Work to be completed ▸ The reply should be an exact repeat of the listing, with no pictures in it.

^^^^

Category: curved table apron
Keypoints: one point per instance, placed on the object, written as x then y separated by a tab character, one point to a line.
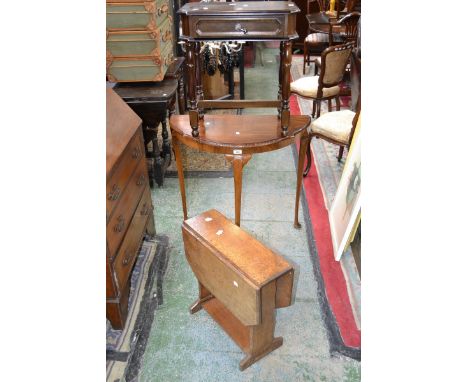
238	137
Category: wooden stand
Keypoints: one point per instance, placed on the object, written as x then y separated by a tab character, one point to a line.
243	21
233	136
241	282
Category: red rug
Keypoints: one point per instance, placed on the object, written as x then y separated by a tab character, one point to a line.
332	274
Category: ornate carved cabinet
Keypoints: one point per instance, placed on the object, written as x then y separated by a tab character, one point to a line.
139	40
129	210
239	21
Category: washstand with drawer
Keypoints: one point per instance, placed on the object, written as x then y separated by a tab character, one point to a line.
129	209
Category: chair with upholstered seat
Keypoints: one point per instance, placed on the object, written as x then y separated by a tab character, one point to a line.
325	87
336	127
349	25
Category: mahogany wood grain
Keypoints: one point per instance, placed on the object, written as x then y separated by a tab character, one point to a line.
121	172
238	163
229	322
256	133
127	181
122	214
235	135
128	251
241	282
253	259
249	21
121	124
238	104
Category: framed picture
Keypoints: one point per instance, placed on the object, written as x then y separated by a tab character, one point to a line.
345	212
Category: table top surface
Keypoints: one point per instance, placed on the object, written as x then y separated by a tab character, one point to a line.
251	133
320	18
147	91
250	257
239	7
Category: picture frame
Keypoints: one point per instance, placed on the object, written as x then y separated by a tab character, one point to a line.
345	212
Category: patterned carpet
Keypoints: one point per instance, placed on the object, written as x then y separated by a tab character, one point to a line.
329	173
125	347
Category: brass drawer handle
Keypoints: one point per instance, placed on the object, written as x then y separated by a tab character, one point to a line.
169	60
136	152
120	225
163	9
167	36
239	28
114	193
126	259
141	180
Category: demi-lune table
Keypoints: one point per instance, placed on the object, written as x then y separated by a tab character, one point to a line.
238	137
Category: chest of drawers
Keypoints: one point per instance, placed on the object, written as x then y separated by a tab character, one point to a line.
129	210
139	44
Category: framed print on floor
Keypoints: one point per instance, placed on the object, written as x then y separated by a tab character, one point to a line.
345	212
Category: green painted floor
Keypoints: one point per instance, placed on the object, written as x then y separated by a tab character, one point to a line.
184	347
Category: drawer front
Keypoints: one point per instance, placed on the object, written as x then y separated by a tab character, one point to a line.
133	43
120	219
129	250
139	69
123	170
165	31
236	27
136	16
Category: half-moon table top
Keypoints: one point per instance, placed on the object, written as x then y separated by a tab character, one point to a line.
227	134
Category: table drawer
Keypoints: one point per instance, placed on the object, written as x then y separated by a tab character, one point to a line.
120	219
123	170
235	27
128	252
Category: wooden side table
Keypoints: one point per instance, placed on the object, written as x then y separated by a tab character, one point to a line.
153	102
240	21
233	136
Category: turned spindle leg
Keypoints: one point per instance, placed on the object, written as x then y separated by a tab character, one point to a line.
180	172
286	56
191	86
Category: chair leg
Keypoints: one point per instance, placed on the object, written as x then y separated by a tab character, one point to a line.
309	159
319	107
305	56
340	153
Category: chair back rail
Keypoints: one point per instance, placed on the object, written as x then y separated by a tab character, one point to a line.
333	61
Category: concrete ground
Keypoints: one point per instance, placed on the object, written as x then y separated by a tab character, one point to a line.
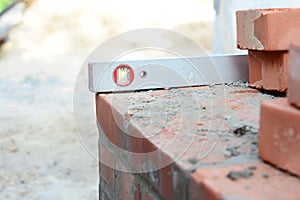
41	154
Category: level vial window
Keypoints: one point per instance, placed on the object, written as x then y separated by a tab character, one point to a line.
123	75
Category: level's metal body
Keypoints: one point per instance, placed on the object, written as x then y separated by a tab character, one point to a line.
171	72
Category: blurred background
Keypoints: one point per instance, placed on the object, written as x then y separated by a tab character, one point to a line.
43	45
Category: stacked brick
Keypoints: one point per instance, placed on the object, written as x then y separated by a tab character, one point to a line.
279	140
267	35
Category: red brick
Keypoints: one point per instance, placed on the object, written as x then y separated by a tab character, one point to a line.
107	163
268	29
265	182
268	69
294	75
109	122
279	139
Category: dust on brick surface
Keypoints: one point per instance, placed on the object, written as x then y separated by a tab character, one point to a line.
41	155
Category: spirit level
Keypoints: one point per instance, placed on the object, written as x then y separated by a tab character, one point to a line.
167	73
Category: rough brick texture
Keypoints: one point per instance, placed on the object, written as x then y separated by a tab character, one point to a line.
268	69
294	75
279	139
268	29
218	148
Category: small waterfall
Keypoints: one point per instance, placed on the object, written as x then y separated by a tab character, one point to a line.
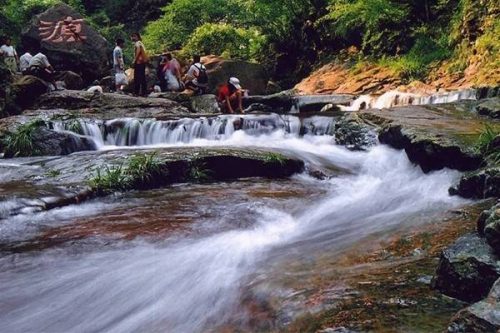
148	132
395	98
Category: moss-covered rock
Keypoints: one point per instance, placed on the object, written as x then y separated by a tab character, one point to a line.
467	269
479	317
480	184
489	107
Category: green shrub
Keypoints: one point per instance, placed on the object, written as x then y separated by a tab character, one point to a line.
225	39
20	143
140	172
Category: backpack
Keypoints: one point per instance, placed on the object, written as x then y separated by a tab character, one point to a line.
202	75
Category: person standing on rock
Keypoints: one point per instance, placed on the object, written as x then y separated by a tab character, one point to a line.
9	54
172	72
230	96
140	61
40	67
196	77
119	66
24	62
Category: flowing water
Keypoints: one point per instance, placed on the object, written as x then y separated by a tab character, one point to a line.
194	249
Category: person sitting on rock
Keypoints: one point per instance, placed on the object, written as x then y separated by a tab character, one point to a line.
24	62
119	66
172	73
230	96
196	77
40	67
9	54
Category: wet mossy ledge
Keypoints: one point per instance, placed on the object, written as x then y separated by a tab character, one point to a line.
85	175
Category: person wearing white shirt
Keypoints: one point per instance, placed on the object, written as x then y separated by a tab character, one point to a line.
24	62
40	67
9	54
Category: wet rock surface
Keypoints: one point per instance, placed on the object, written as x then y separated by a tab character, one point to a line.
435	137
489	107
85	52
480	184
483	316
467	269
109	105
353	133
71	174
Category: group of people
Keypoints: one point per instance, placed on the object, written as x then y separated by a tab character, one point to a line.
170	78
27	64
169	72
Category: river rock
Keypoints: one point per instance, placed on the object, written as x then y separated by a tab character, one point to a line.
492	228
480	184
110	105
205	104
253	76
47	142
350	131
489	107
467	269
71	80
483	316
69	42
27	89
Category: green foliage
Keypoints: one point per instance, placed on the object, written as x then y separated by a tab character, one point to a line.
378	22
274	158
226	40
21	142
182	17
198	172
140	172
416	64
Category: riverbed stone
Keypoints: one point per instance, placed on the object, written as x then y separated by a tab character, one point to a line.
489	107
204	104
467	269
483	316
480	184
352	132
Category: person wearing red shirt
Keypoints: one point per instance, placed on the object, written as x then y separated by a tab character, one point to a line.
230	96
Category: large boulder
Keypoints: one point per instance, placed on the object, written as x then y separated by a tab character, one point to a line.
483	316
71	80
492	228
27	89
489	107
480	184
467	269
253	76
69	42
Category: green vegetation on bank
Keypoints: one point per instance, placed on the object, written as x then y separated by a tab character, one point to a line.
410	37
20	143
140	171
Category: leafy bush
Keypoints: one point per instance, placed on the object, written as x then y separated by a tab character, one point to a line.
21	142
182	17
378	22
140	172
226	40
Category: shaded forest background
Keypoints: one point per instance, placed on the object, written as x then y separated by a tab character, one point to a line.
292	37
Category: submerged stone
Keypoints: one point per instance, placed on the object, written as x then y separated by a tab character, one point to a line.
483	316
467	269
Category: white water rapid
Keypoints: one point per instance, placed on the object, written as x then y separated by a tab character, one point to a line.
193	284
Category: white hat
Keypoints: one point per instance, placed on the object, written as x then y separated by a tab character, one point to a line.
235	82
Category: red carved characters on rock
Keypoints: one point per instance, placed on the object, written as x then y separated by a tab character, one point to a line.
68	30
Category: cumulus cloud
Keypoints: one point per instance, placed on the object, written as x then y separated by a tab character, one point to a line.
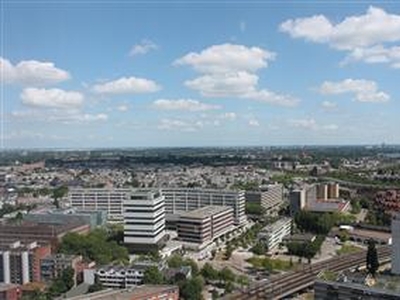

^^^^

Expected answer ▸
Category: curved table apron
Keypoints: one point per instance, placed on the object, written as x then y separated by a tab character, one point to a line.
238	137
Category: wooden stand
Keypoints: one point per instance, placed on the object, written as x then y separated by a tab character, one point to a line.
243	21
233	136
241	282
Category: red rug
Keypoints: one point per instance, placed on the object, written as x then y separated by a tab character, one point to a line.
332	274
Category: ornate carved cabinet
Keypoints: one point per instance, placed on the object, written as x then y separated by a tab character, one point to a line.
139	40
129	210
239	21
Category: washstand with drawer
Keypoints: one point per instance, placed on the object, written as x then y separated by a tab character, one point to a line.
129	209
Category: chair with upholstered seat
Keypoints: one point per instance, placed on the object, written as x then y separated by a tab character, one point to a line.
325	87
336	127
349	25
Category: mahogany wood grain
Keypoints: one point per instance, placed on the object, written as x then y separated by a tab character, one point to a line.
121	172
238	163
229	322
256	133
127	181
122	214
235	135
128	251
241	282
253	259
249	21
121	124
238	104
Category: framed picture
Keypoints: one point per instance, placed on the object, written as x then y separated by a tab character, one point to a line.
345	212
Category: table top surface
Keypoints: one point per instance, placed on the object, written as x then y separated by a tab character, one point to a line.
251	133
320	18
147	91
250	257
239	7
Category: picture frame
Keypoints: one point per instance, placed on the object, written as x then y separated by a tab character, one point to a line.
345	212
Category: patterned carpet
Keypoints: one point per instance, placed on the object, written as x then y separated by a tab character, one point to a line.
329	173
125	347
Category: brass drawer handle
Keypoints: one point per instance, placed on the object, written as x then y separated by a tab character, one point to a line.
169	60
136	152
120	225
163	9
167	36
239	28
114	193
126	259
141	180
Category: demi-lune table
Keypoints: one point per instance, placed on the object, written as x then y separated by a tab character, one point to a line.
238	137
Category: chest of drawers
Keypoints: one point per instance, placed on the object, written as x then y separated by a tab character, one point to a line.
129	210
139	44
Category: framed print on floor
Keypoints: one point per instance, placed on the object, written as x then y separated by a tab character, one point to a line.
345	212
Category: green painted floor
Keypoints: one point per instance, placed on the object, written as x then y separated by a tab character, one point to a line.
184	347
Category: drawer front
Keypoints: one point per instance, placed on the object, written as x then y separated by a tab character, one point to a line.
133	43
120	219
129	250
139	69
123	170
165	31
236	27
136	16
Category: half-moon table top
Keypoints: one point per instance, placed on the object, written as x then y separated by a tab character, one point to a line.
227	134
Category: table drawer
Keypoints: one point per instance, placed on the object, written as x then y separated by a tab character, one point to a line.
120	219
123	170
235	27
128	252
Category: wooden side table
Keypoints: one point per instance, placed on the object, written as x then y separated by a tab character, one point to a line.
153	102
240	21
233	136
Category: turned spindle leg
Keypoints: one point per instance, placed on the object, written as x then y separated by a tab character, one point to a line.
180	172
286	56
191	86
Category: chair leg
Keypoints: one point per instance, placed on the object, written as x then y separated by a tab character, one point to a line.
309	159
319	107
305	56
340	153
Category: chair back rail
Keypoints: one point per instance, placed on the object, written as x then y separated by a tab character, one point to a line.
333	61
Category: concrete ground
Keypoints: one point per instance, placed on the object, written as x then y separated by a tab character, one point to a line.
41	154
Category: level vial window
Keypoints: one point per instance, placed on the object, written as x then y separated by a tab character, one point to a line.
123	75
Category: level's metal body
Keypoints: one point per instance, placed on the object, written as x then y separated by a tab character, one point to a line.
171	72
Category: blurred background
Keypoints: one point per instance, placed on the object, written as x then y separated by a tab character, one point to a line.
43	45
Category: stacked brick
Keypoints: one point per instance, placed on the object, written as x then y separated by a tab character, one point to a line.
279	140
267	35
Category: red brick
Keypoints: one point per instance, placed on the object, written as x then y separated by a tab character, one point to a line.
107	163
268	29
265	182
268	69
294	75
109	122
279	139
Category: dust on brick surface
Keypoints: one point per instance, placed on the object, written as x then y separated by a tab character, one point to a line.
41	155
Category: spirit level
Keypoints: one point per instance, placed on the object, written as x then y separated by a tab character, one point to a line.
167	73
Category: rough brick texture
Keypoints: one point per instance, placed on the object, written as x then y separated by a tab character, one point to a line.
268	69
294	75
279	139
268	29
218	148
Category: small waterfall
Keypoints: one point per instance, placed on the object, written as x then y separated by a tab character, one point to a line.
148	132
395	98
Category: moss-covered rock
Keypoints: one point per instance, placed on the object, written as x then y separated by a tab character, one point to a line.
467	269
479	317
480	184
489	107
Category: green shrub
Keypoints: one point per instance, placed on the object, written as x then y separated by a tab character, one point to a line.
225	39
20	143
140	172
Category: backpack
Keypoints: one point per instance, placed on the object, written as x then y separated by a tab character, one point to a line.
202	75
Category: person standing on rock
Keypoints: one point per instance, placed on the object, written as x then y separated by a tab character, one point to a line.
9	54
172	72
230	96
140	61
40	67
196	77
119	66
24	62
Category: flowing water
Keypoints: one point per instance, placed on the object, written as x then y separated by a tab character, one point to a line.
194	249
Category: person sitting on rock
Keypoints: one point per instance, placed on the object, written as x then y separated by a tab character, one point to a line.
24	62
119	66
172	73
230	96
196	77
40	67
9	54
Category: wet mossy ledge
Keypoints: one point per instance, placed on the object, written as x then y separated by a tab character, one point to a line.
85	175
Category: person wearing white shirt
Keypoints: one point per instance, placed on the object, written as x then y separated by a tab character, one point to a line.
24	62
40	67
9	54
Category: wet rock surface
Keypoints: one point per instance, placed on the object, written as x then y separated by a tab character, one point to a line.
435	137
489	107
85	52
480	184
483	316
467	269
109	105
353	133
71	174
Category: group of people
Keypoints: one point per instance, placed on the object, written as x then y separated by a tab character, one point to a line.
170	78
27	64
169	72
Category: river rock
Keypoints: one point per instance, placed on the object, written as x then y separated by a tab character, one point to a line.
492	228
480	184
110	105
205	104
253	76
47	142
350	131
489	107
467	269
71	80
483	316
69	42
27	89
Category: green foliage
Keypoints: one point per instance, placed on the object, written as x then y separated by a tab character, one point to a line.
378	22
274	158
226	40
21	142
182	17
198	172
140	172
416	64
Category: riverbed stone
Keypoints: one point per instance, placed on the object, written as x then y separated by a tab character, one point to a line.
489	107
204	104
467	269
483	316
480	184
352	132
Category: person wearing red shirt
Keypoints: one point per instance, placed on the object, written as x then y separated by a tab character, one point to a line.
230	96
Category: large boulder
Keypoints: one point per instance, placed on the object, written as x then y separated by a tab character, one point to a line.
483	316
71	80
492	228
27	89
489	107
480	184
467	269
253	76
69	42
Category: green vegetation on bank
Keypoints: one point per instance, placed on the object, written as x then y separated by a tab character, one point to a line.
410	37
20	143
140	171
Category: leafy bush
Keypoints: one point per instance, placed on the object, written as x then y separated by a tab character, one point to a line.
21	142
182	17
378	22
140	172
226	40
Category: shaded forest background
Keypoints: one point per instance, placed on the object, written as x then y separated by a tab character, one point to a line.
292	37
Category: submerged stone
Keypoints: one point per instance, placed on the object, written as x then y separated by a tab character, one point to a line.
483	316
467	269
Category: white water rapid
Keypoints: one point per instance, placed on the object, written as x then y separated by a tab character, one point to a line.
193	284
Category: white hat
Keypoints: one point per instance, placed on the object, written as x then y separated by a tab character, one point to a line.
235	82
Category: red carved characters on rock
Keypoints: one point per instance, placed on the object, written as x then y separated by a tab character, one point to a line.
68	30
Category: cumulus cloud
Keypoints: one point per instance, placed on the object, written as x then y separated by a tab character, one point to a line.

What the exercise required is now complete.